** Opening MATERIAL PROVIDED block **

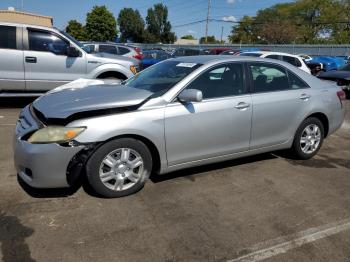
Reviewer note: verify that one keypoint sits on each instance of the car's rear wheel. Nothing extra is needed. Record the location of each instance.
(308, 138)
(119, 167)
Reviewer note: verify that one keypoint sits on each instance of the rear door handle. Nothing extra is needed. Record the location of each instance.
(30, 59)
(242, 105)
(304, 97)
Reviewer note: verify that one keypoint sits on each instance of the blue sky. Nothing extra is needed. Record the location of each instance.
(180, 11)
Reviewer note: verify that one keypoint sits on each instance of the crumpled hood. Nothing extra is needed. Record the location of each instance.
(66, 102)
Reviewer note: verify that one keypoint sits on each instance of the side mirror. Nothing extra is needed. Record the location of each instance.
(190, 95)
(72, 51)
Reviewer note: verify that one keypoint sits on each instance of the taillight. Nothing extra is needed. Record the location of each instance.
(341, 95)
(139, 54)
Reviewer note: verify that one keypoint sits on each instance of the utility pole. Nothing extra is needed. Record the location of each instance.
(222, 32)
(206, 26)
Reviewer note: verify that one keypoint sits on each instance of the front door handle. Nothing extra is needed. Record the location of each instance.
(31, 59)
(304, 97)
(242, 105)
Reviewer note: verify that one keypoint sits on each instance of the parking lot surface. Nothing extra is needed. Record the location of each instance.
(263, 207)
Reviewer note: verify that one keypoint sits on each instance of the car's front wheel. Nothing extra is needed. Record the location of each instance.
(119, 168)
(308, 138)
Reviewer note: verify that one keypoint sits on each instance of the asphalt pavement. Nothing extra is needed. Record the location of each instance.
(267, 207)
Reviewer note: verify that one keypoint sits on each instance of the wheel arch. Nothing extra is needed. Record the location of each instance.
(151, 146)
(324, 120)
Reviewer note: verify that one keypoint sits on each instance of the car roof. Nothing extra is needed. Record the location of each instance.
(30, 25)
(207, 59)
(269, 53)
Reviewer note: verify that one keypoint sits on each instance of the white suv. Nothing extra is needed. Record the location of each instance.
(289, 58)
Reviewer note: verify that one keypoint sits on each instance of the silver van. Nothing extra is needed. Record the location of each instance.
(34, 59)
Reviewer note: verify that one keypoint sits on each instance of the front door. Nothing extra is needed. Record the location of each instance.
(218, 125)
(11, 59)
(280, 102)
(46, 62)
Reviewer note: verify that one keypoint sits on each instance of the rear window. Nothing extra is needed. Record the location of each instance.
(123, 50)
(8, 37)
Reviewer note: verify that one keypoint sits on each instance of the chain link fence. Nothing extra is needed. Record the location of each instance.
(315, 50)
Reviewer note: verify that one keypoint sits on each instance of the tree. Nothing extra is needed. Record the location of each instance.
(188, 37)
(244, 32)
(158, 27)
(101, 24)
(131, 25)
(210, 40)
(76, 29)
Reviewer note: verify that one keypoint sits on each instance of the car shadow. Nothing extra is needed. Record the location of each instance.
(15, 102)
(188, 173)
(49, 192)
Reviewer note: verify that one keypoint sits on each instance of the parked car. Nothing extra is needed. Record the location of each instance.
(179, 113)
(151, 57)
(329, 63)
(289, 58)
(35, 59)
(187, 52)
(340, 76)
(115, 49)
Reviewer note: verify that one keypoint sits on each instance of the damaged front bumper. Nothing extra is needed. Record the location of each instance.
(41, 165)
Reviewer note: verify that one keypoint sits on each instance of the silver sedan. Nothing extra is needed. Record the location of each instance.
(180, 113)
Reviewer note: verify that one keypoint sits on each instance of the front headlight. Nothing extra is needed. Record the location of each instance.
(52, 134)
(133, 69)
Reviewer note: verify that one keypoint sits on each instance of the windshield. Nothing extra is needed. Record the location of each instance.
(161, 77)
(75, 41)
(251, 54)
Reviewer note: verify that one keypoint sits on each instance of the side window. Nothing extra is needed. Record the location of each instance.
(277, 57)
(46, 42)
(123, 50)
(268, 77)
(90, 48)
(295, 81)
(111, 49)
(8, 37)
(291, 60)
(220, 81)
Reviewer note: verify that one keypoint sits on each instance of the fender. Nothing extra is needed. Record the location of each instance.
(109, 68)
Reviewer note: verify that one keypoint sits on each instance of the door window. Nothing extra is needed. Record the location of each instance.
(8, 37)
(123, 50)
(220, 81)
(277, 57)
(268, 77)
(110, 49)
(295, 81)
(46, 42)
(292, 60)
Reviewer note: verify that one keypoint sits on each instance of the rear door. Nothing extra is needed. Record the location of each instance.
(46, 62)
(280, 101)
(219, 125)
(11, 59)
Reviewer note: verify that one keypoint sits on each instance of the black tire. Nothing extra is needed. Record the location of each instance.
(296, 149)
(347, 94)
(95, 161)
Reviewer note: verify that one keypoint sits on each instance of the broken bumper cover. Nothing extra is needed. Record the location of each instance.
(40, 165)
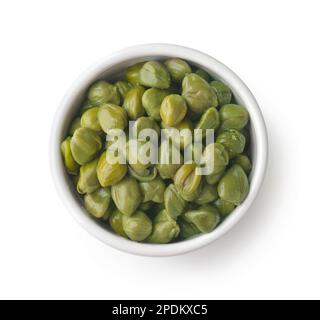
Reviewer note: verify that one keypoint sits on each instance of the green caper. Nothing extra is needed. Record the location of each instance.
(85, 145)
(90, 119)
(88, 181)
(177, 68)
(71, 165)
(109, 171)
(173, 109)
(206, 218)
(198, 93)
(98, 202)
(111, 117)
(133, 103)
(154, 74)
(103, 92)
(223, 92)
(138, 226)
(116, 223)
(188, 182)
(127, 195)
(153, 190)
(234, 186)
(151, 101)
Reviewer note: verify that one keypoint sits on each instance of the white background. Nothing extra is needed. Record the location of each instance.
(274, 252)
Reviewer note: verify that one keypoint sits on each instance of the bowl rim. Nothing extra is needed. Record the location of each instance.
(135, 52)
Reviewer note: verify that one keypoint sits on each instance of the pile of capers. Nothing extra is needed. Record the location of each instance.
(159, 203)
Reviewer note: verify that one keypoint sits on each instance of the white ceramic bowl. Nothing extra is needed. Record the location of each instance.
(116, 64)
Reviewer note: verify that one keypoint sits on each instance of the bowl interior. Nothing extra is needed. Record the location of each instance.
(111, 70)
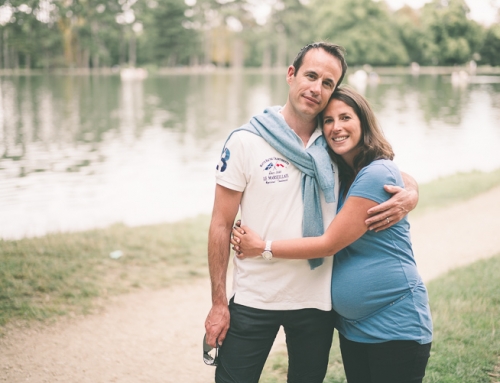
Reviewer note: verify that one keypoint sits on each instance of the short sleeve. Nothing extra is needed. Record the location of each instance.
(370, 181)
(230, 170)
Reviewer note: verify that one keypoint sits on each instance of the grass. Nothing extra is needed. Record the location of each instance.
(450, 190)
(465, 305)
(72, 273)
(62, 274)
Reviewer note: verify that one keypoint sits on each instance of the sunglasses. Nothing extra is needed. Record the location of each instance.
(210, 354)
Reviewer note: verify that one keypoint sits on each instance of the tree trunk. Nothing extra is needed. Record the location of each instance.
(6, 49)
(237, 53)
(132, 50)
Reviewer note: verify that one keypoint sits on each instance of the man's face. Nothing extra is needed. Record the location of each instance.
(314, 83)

** Closing MATERIAL PROVIDED block **

INSTRUCTIONS FOR THE TASK.
Omit the pictures. Repeat the rest of the data exactly.

EXERCISE RESULT.
Reviewer note: verify that one keypoint sits on each instance of the car's rear wheel. Nothing extra is needed. Record the location of each instance.
(308, 138)
(119, 167)
Reviewer note: verify that one keypoint sits on each instance of the rear door handle. Nothing extra is needed. Record the location of each instance.
(30, 59)
(242, 105)
(304, 97)
Reviewer note: verify that one keypoint sits on each instance of the blue sky. Nothing extra is needed. Record the location of each instance.
(180, 11)
Reviewer note: verify that one keypoint sits on each instance of the crumpled hood. Nothing extra is needed. Record the location of each instance.
(66, 102)
Reviewer note: verify that one keypoint sits on each instance of the side mirror. Nothing extra is needed. Record the location of each instance.
(190, 95)
(72, 51)
Reviewer note: verify that one keypoint sits on each instance of the taillight. Nothing extra is needed. Record the location of each instance.
(341, 95)
(139, 54)
Reviewer note: verify that one keypoint sits on each instance of the utility pole. Nothing extra is needed. Record the location of each instance.
(222, 32)
(206, 26)
Reviewer note: verify that one keypoint sits on each instance of the front door handle. Nothing extra is needed. Record the location of each instance.
(31, 59)
(304, 97)
(242, 105)
Reviewer note: verify that one keypoint sits on each instance of the parking lot surface. Nothing extra is needed. Record the location of each instance.
(263, 207)
Reviewer note: verify that one keypoint sits on each instance of the car's front wheel. Nothing extra is needed. Record the location of each instance.
(119, 168)
(308, 138)
Reviewer note: verify that one keypoint sits on each instance of the asphalt pavement. Nothing extra is needed. Record the location of each instance.
(267, 207)
Reviewer note: verify that one keypoint sits on each instance of the wheel arch. Nothing extra is needed. Record the location of each instance.
(151, 146)
(324, 120)
Reviewer note: verify that one keypoint sits on each instance of the car roof. Nothing extra is needed. Record the location of each instance.
(30, 25)
(207, 59)
(269, 53)
Reviewer note: verify that one keypoint sits on each instance of the white suv. Nothing extra is needed. Record the location of each instance.
(289, 58)
Reviewer note: verify that one keypoint sits on each instance of the silver van. Nothing extra is needed. Record the location of each instance.
(34, 59)
Reviewer note: verify that one keypoint sits on each instance of the front door. Nothing extra is needed. Record the location of each instance.
(218, 125)
(11, 59)
(280, 102)
(46, 62)
Reviewer note: verify that one keypoint sits on each instance of the rear window. Nothing extra is needed. Record the location of each instance.
(123, 50)
(8, 37)
Reviewer note: verify that one keypoint sits on each instance of the chain link fence. Nothing extra is needed. Record the location of each instance.
(315, 50)
Reviewer note: verify that one keypoint sits on each instance of the tree. Nothing extra is needed. Record the location of each instance.
(188, 37)
(244, 32)
(158, 27)
(101, 24)
(131, 25)
(210, 40)
(76, 29)
Reviewer note: verify that one keypoint sits on each instance of the car shadow. Nothing extra is needed. Record the location of each instance.
(15, 102)
(188, 173)
(49, 192)
Reviewer note: verify that one keypoint sits on each instance of the parked car. Nothing extra is needed. Record the location of each instance.
(179, 113)
(151, 57)
(329, 63)
(289, 58)
(35, 59)
(187, 52)
(340, 76)
(115, 49)
Reviewer note: verify that one keypoint sits on each instance of the damaged front bumper. Nothing extra is needed. Record the location of each instance.
(41, 165)
Reviewer note: verify that one keypoint sits on each instance of the silver sedan. Nothing extra is needed. Record the location of each instance.
(180, 113)
Reviewer note: verify that one keypoint sits on each instance of the front headlight. Nothing extra is needed. Record the location of each instance.
(52, 134)
(133, 69)
Reviewer note: verify that one keypoint sits on each instance of the windshield. Nothing extra is needed. Record the location of each instance.
(161, 77)
(75, 41)
(251, 54)
Reviewer note: verify that one keypoint sits on each instance of the side window. Nothing extra is needed. Record the location of each instance.
(277, 57)
(46, 42)
(123, 50)
(268, 77)
(90, 48)
(295, 81)
(111, 49)
(8, 37)
(291, 60)
(220, 81)
Reviewer note: verify that one keypoint sits on each instance of the fender. Nothing extra is needed. Record the location of each instance.
(109, 68)
Reviewer note: verify that one keypoint sits on each instance of the door window. Nothing extra is needed. Record the location of each instance.
(8, 37)
(123, 50)
(220, 81)
(277, 57)
(268, 77)
(110, 49)
(295, 81)
(46, 42)
(292, 60)
Reviewer note: verify that one keypoint sits on each instance of the rear door. Nothing extra is needed. Record the location of each instance.
(46, 62)
(280, 101)
(219, 125)
(11, 59)
Reviewer note: verify that one keypoint sits on each instance of the black tire. Nothing extra is needed. Record the location of each instance.
(296, 149)
(347, 94)
(95, 161)
Reviewer note: verify that one keypoint sits on each instance of the broken bumper cover. Nothing extra is needed. Record the location of each instance.
(40, 165)
Reviewer note: verify that one keypoint sits on each instance of the green caper. Nothing extra is needed. Record the location of each instance.
(85, 145)
(90, 119)
(88, 181)
(177, 68)
(71, 165)
(109, 171)
(173, 109)
(206, 218)
(198, 93)
(98, 202)
(111, 117)
(133, 103)
(154, 74)
(103, 92)
(223, 92)
(138, 226)
(116, 223)
(188, 182)
(127, 195)
(153, 190)
(234, 186)
(151, 101)
Reviewer note: verify that one keypoint sits on each instance of the white background. Nothing extra is needed. Record the location of each instance.
(274, 252)
Reviewer note: verify that one keypoint sits on each instance of the bowl rim. Nothing extra is needed. Record the location of each instance.
(135, 52)
Reviewer note: verify that one keypoint sits on each instance of the pile of capers. Nothing extra is needed. Record the location of each instance.
(159, 203)
Reviewer note: verify that one keypoint sits on each instance of the white ceramic bowl. Nothing extra is needed. Record the location of each instance.
(116, 64)
Reviewer note: verify that one keypoint sits on each instance of the bowl interior. Nothing extra is needed. Record the location of each instance.
(111, 70)
Reviewer note: verify that one keypoint sits on each instance of the short sleeve. Nothing extra is needed. Record the location of each instance.
(370, 181)
(230, 170)
Reviewer note: verify that one keypoint sits on each instance of the grass. Nothing extra is needed. Record the location of each instance.
(450, 190)
(465, 305)
(72, 273)
(62, 274)
Reviewer note: verify that one keypoint sits on each instance of the sunglasses. Nothing extra is needed. Record the location of each instance.
(210, 354)
Reviewer note: verify that one keypoint sits on each instance of the tree trunk. Nothing extra is needed. Record the location of each instance.
(6, 49)
(237, 53)
(132, 50)
Reviewer note: verify that one keypoint sits on each instance of the man's face. Nothing extra is needed. Record the location of each instance.
(314, 83)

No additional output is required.